## [Description of the task]
Rewrite every row below with its requests included, and increase each point coordinate in the answers by 58. Omit the pictures.

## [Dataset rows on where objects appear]

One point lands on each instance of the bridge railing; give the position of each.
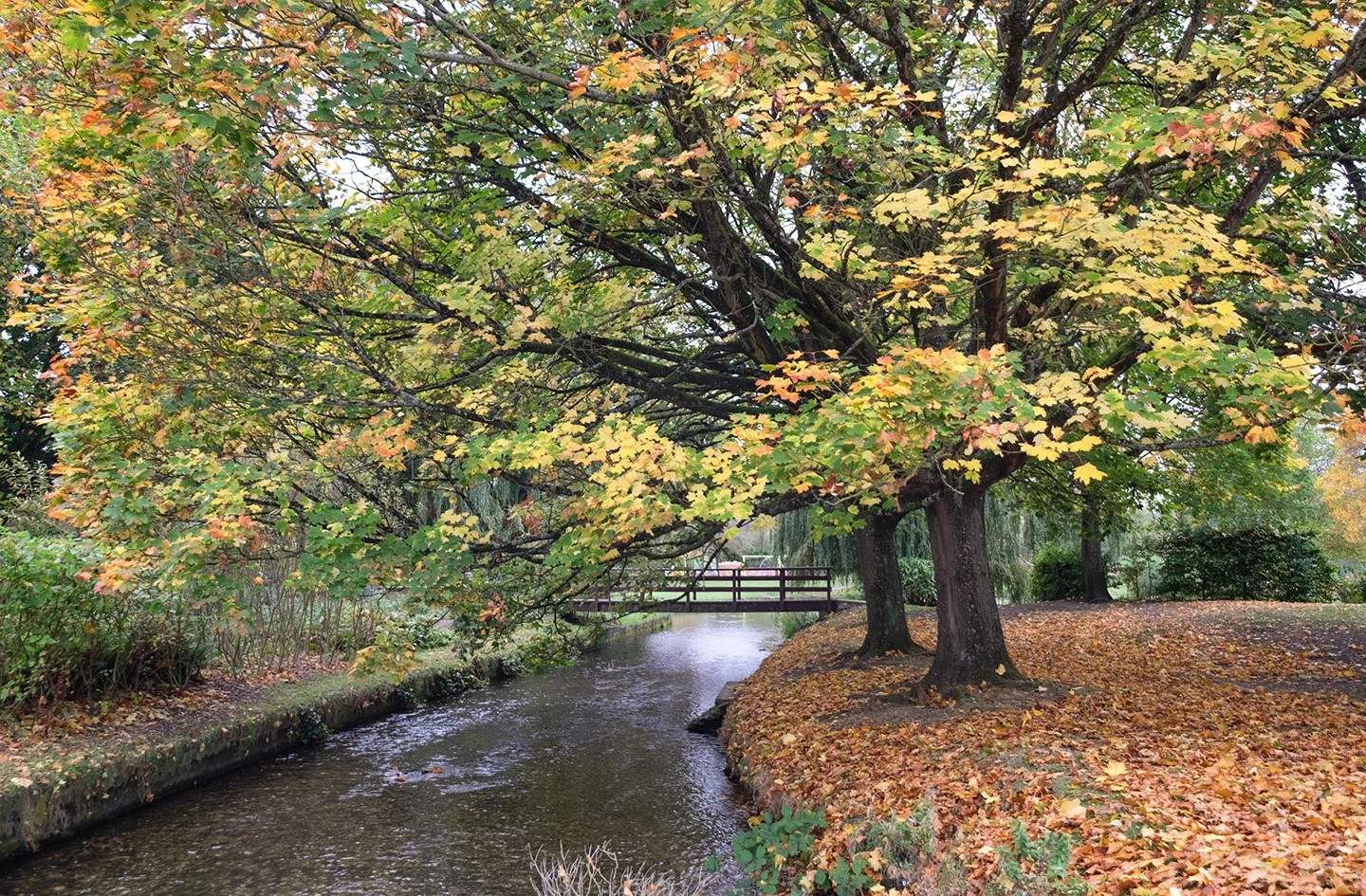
(780, 589)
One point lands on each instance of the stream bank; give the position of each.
(118, 775)
(452, 798)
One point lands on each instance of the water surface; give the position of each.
(580, 756)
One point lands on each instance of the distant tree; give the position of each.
(1343, 486)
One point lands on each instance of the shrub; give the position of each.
(1251, 564)
(918, 580)
(1058, 576)
(792, 623)
(599, 871)
(1351, 586)
(61, 638)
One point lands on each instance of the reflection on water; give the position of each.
(575, 757)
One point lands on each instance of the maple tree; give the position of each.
(24, 353)
(332, 268)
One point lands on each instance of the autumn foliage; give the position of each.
(1212, 750)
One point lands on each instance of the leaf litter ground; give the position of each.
(1186, 747)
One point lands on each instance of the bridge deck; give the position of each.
(782, 591)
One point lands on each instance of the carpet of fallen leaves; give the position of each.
(1189, 749)
(46, 738)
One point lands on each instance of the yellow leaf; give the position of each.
(1070, 808)
(1087, 473)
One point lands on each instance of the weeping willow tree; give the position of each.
(1014, 536)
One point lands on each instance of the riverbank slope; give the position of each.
(1179, 747)
(52, 790)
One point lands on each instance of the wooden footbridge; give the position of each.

## [Task solution]
One point lands on each instance of the bridge railing; give the position of each.
(838, 647)
One point lands on each instance of the stream bank; give the position of each.
(176, 833)
(510, 856)
One point lands on each instance of the water surface; give the position of each.
(638, 814)
One point lands on each instance of the distant tree; give the position of each.
(1401, 544)
One point lands on each instance of the shrub; give the position of each.
(1309, 622)
(976, 638)
(1116, 634)
(850, 681)
(657, 929)
(1409, 644)
(119, 696)
One point lands on each instance of the reflection on water; give the position of each.
(633, 815)
One point lands on each instance of the maple tree; give the position of each.
(82, 411)
(390, 326)
One point lands on each instance of the autumn foliage; give the position of each.
(1270, 808)
One point lands on each instance of the leaf litter ground; give the position of each.
(1244, 805)
One point lands on each instance of the bridge deck; give the position of each.
(840, 649)
One point lands on each instance of the carpet of fallen leaves; give the position of each.
(1247, 807)
(104, 796)
One point lands on each instance of the yellow leaf; give the position of each.
(1128, 866)
(1145, 531)
One point lands on each instance of the weeping willow tree; give the position of each.
(1072, 594)
One point lands on each instance of the riverbank slope; give the position of each.
(1237, 805)
(110, 848)
One point lands on each instance of the wooden footbridge; give the position of each.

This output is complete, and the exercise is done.